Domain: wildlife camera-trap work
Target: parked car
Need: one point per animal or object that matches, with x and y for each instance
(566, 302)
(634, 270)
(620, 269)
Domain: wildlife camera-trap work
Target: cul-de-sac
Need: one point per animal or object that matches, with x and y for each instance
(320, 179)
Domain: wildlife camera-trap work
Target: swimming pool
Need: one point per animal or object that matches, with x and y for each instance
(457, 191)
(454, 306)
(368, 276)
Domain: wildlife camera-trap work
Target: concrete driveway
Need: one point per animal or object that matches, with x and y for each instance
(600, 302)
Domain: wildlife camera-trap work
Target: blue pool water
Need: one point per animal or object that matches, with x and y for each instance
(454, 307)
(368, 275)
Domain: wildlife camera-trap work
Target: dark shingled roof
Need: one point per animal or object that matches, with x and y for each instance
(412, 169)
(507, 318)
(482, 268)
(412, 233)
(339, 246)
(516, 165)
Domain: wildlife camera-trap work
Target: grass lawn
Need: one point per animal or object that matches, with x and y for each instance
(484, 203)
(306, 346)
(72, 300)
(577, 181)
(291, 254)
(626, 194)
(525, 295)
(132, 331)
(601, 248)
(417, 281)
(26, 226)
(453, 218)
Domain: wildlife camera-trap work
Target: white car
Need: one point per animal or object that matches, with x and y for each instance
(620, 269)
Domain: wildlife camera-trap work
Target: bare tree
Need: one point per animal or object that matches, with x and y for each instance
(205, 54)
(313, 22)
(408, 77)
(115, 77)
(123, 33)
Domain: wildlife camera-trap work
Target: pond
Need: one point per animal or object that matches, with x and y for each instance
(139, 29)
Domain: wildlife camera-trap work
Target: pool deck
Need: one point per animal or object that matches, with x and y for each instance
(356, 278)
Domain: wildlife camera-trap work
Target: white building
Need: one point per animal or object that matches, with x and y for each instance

****************************************

= PROBLEM STATEMENT =
Check every line of the entries for the string "Target". Give only the number of lines that hold it.

= SOLUTION =
12